** Opening Data for processing block **

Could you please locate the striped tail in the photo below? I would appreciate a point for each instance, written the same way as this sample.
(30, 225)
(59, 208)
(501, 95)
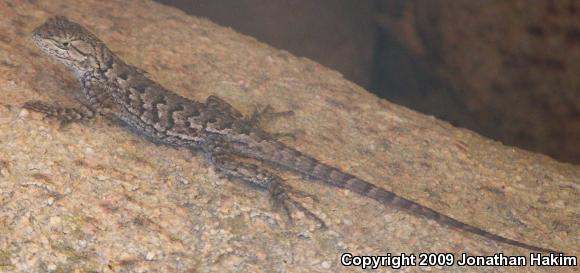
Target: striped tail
(280, 154)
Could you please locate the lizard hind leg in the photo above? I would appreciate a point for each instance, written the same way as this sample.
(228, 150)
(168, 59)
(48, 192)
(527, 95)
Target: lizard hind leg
(63, 114)
(281, 195)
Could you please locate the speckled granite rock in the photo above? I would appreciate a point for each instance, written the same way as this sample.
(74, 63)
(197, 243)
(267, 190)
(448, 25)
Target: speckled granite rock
(94, 198)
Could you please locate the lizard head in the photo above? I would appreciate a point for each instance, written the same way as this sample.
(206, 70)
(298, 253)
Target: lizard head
(70, 43)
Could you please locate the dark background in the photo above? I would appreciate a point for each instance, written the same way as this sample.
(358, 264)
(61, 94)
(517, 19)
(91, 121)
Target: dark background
(509, 70)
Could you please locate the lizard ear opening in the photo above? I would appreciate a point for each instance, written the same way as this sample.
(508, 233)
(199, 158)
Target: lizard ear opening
(82, 47)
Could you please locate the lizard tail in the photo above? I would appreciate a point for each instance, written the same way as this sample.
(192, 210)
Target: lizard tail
(292, 159)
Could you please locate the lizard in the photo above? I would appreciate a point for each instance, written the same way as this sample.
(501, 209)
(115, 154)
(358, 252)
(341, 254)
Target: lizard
(228, 140)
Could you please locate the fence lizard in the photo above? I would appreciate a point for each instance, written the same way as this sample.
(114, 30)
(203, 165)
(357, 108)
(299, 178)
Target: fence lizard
(122, 92)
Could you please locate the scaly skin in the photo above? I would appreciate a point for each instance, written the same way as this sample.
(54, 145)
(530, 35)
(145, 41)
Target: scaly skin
(124, 93)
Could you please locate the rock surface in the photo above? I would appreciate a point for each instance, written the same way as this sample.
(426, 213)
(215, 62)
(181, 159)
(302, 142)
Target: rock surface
(94, 198)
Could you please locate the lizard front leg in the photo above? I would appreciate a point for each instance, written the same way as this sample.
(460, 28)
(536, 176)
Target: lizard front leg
(263, 179)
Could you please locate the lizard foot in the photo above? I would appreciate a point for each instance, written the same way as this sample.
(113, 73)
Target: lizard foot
(281, 199)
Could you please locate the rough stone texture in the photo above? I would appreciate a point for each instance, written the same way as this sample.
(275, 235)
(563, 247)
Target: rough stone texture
(506, 69)
(94, 198)
(339, 34)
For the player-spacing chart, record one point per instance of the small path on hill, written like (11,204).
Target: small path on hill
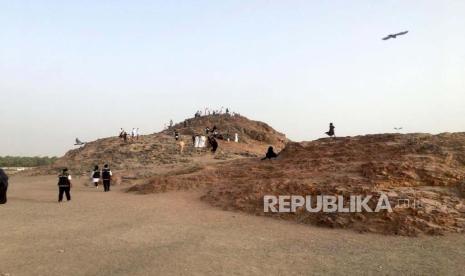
(176,234)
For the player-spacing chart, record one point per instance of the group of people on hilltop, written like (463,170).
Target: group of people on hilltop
(134,135)
(208,111)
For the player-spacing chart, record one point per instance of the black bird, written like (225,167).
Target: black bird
(79,143)
(394,35)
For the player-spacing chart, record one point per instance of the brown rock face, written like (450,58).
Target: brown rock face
(422,175)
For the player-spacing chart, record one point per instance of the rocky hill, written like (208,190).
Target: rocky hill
(428,171)
(160,150)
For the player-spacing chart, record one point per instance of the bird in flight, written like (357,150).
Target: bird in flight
(79,142)
(394,35)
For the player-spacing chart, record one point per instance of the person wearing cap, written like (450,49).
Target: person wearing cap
(106,178)
(64,185)
(3,186)
(331,132)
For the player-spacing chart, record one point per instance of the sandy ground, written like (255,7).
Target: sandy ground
(176,234)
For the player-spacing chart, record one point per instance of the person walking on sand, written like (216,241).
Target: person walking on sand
(133,134)
(3,186)
(106,178)
(64,185)
(331,132)
(96,176)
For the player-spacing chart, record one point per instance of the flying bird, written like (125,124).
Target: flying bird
(79,142)
(394,35)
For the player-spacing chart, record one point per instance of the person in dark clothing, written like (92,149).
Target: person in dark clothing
(106,178)
(96,176)
(64,185)
(213,143)
(331,132)
(3,186)
(176,135)
(270,154)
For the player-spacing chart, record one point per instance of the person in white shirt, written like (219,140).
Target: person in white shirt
(106,178)
(96,176)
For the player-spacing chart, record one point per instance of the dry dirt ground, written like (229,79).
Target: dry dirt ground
(177,234)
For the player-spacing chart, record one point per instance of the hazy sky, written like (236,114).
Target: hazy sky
(86,68)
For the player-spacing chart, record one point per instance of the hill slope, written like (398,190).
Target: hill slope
(161,149)
(426,169)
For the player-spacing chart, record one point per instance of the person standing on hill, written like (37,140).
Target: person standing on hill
(270,154)
(96,176)
(106,178)
(213,143)
(3,186)
(133,134)
(64,185)
(331,132)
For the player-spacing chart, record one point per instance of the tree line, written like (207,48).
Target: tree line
(20,161)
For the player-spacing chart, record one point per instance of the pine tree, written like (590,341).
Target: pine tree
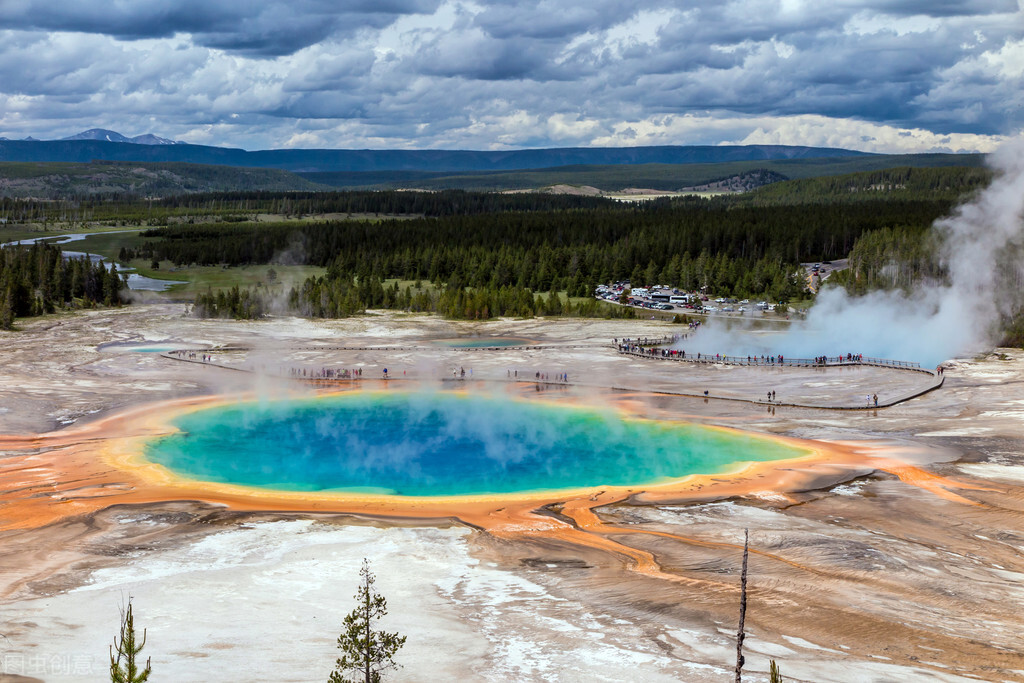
(366,652)
(124,668)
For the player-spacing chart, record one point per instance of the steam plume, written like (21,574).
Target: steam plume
(981,248)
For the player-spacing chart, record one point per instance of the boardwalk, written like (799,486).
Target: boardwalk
(799,382)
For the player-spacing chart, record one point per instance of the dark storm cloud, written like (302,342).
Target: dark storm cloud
(268,29)
(513,73)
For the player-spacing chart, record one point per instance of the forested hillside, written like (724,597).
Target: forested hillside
(948,183)
(133,179)
(37,280)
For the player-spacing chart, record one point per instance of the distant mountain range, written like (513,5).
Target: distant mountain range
(99,144)
(114,136)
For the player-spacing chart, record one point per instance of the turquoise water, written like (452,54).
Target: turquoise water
(480,342)
(442,444)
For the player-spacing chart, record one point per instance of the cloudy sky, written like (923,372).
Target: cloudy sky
(872,75)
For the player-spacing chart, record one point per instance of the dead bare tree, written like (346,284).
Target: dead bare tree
(742,610)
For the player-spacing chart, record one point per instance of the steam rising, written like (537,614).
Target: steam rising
(981,249)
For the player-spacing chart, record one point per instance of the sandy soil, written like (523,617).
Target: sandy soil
(895,556)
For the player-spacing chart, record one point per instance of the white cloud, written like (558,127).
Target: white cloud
(876,75)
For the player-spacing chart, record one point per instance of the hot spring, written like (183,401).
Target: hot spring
(420,444)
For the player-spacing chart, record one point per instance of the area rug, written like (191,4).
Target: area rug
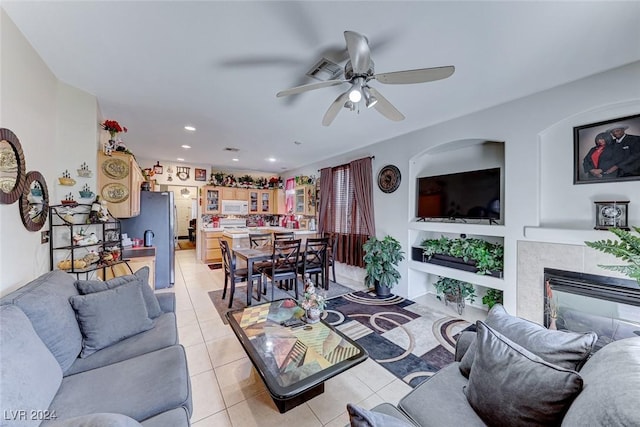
(240,297)
(409,340)
(186,244)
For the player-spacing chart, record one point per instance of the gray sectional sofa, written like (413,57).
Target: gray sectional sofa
(92,353)
(514,372)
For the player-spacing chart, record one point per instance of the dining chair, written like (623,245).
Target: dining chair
(233,275)
(284,264)
(331,253)
(284,235)
(314,260)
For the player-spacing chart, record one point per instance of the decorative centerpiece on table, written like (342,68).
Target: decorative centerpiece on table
(114,128)
(313,303)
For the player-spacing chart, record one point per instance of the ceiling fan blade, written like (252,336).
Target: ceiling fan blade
(359,53)
(421,75)
(384,107)
(334,109)
(306,88)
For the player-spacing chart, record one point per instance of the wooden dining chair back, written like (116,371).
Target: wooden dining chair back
(314,260)
(284,264)
(284,235)
(233,275)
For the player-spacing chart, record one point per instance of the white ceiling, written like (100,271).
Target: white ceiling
(156,66)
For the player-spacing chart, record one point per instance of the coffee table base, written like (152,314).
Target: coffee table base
(285,405)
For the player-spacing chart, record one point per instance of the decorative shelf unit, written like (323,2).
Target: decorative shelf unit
(83,246)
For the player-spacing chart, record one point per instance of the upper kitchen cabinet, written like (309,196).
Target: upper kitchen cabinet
(119,180)
(212,197)
(305,200)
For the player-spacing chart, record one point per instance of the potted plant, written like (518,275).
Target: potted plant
(381,259)
(453,290)
(492,297)
(627,249)
(484,257)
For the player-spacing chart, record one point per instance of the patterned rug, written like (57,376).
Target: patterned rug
(408,339)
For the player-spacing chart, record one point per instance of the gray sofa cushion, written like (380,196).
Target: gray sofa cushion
(45,301)
(360,417)
(152,383)
(98,420)
(566,349)
(163,334)
(141,277)
(110,316)
(29,374)
(439,401)
(611,388)
(509,384)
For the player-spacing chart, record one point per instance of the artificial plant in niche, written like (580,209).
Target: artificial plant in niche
(627,249)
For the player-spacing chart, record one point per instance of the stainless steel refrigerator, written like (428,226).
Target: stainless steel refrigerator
(157,213)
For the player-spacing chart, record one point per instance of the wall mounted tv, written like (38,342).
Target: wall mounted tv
(466,195)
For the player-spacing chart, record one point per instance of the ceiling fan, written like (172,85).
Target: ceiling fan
(358,71)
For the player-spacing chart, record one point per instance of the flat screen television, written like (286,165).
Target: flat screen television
(470,195)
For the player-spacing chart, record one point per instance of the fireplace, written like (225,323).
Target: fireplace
(581,302)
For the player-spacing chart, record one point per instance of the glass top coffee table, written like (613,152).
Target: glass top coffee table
(293,361)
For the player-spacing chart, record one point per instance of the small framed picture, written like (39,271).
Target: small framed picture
(201,174)
(607,151)
(612,214)
(157,168)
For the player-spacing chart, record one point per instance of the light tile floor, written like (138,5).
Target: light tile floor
(227,390)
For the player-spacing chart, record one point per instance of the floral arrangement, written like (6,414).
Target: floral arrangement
(311,298)
(113,127)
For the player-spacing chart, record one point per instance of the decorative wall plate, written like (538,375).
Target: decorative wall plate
(115,168)
(115,192)
(389,179)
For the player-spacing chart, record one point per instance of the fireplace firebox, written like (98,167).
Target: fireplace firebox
(581,302)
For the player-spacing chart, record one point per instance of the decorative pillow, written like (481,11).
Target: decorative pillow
(509,385)
(142,275)
(361,417)
(110,316)
(567,349)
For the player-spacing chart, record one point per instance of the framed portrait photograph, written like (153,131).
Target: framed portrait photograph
(607,151)
(201,174)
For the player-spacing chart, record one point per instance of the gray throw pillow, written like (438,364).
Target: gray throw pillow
(142,275)
(509,385)
(110,316)
(567,349)
(360,417)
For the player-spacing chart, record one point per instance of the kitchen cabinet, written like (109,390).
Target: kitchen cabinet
(305,200)
(211,253)
(211,198)
(119,180)
(260,201)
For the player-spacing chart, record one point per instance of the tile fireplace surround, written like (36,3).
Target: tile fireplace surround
(534,257)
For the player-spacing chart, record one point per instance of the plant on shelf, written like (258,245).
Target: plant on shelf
(492,297)
(486,256)
(627,249)
(381,259)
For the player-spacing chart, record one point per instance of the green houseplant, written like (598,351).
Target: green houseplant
(381,259)
(492,297)
(627,249)
(456,291)
(487,257)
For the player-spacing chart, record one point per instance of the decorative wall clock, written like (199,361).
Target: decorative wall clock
(389,178)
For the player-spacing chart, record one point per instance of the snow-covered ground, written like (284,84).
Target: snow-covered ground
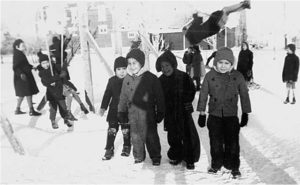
(270,144)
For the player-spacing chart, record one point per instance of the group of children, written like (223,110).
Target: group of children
(138,101)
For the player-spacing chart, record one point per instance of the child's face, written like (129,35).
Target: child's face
(223,66)
(166,68)
(121,72)
(45,64)
(134,66)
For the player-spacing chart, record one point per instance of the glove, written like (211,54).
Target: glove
(202,120)
(244,120)
(123,117)
(23,77)
(159,117)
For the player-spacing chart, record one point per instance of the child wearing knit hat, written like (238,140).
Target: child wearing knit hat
(142,104)
(111,97)
(290,72)
(223,85)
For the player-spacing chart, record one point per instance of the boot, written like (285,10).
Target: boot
(54,124)
(18,111)
(68,123)
(294,100)
(83,108)
(32,112)
(108,154)
(286,100)
(126,151)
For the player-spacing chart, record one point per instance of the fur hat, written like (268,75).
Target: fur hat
(138,55)
(224,53)
(292,47)
(167,56)
(120,62)
(42,57)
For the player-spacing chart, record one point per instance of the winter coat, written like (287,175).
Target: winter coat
(141,97)
(223,90)
(54,92)
(111,97)
(245,63)
(179,90)
(22,66)
(290,68)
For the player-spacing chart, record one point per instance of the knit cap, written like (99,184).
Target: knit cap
(224,53)
(292,47)
(138,55)
(120,62)
(167,56)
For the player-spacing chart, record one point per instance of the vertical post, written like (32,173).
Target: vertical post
(83,29)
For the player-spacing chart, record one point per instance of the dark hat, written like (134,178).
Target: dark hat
(120,62)
(292,47)
(42,57)
(224,53)
(138,55)
(167,56)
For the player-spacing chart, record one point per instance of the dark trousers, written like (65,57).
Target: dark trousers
(112,131)
(61,104)
(181,147)
(224,142)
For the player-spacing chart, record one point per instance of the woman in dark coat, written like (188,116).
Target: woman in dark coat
(24,82)
(179,92)
(245,62)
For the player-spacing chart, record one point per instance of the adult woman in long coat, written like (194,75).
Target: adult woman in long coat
(24,82)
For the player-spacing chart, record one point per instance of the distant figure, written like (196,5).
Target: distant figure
(197,31)
(24,82)
(245,62)
(290,72)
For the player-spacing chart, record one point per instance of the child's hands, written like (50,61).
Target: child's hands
(101,112)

** Closing Data for processing block **

Starting at the line above that contains "written like (125,124).", repeat each line exactly up to and including the line that contains "written like (219,140).", and stop there.

Response to this exercise:
For the player-spacing chart, record one point per instance of the flying bird, written like (125,124).
Target: flying bird
(79,142)
(394,35)
For the player-spacing chart, record one point per instance of the person in dark clothing, written like (92,149).
Target: person in dark clothing
(106,178)
(96,176)
(64,185)
(213,143)
(331,132)
(3,186)
(176,135)
(270,154)
For the player-spacing chart, record one point per instance of the person in white shirt, written like (219,140).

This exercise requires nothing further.